THE EXERCISE -
Set down the stretch from the start of the records through the line that contains "M162 84L159 66L136", character for character.

RECORDED INFORMATION -
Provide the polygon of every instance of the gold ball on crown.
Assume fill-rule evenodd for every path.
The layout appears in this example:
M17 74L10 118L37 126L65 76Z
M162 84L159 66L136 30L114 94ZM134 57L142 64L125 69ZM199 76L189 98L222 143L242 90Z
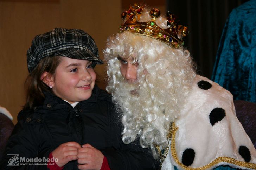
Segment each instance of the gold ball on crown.
M124 23L120 26L120 32L129 31L135 34L149 36L160 41L172 47L179 48L183 46L182 38L188 34L186 27L178 25L177 18L169 11L167 12L167 29L162 28L157 25L156 19L160 16L160 11L153 8L150 11L152 19L147 22L140 22L140 18L143 13L144 4L135 4L128 11L121 14Z
M149 12L150 16L153 18L156 18L159 17L161 15L161 14L160 10L156 8L153 8Z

THE REPLY -
Provide the polygon of every instance of the gold ball on crown.
Assume fill-rule evenodd for every path.
The layout appears in this example:
M17 74L10 118L37 126L65 76Z
M162 84L159 66L136 30L114 94ZM134 57L142 64L125 69ZM199 76L189 98L222 143L242 90Z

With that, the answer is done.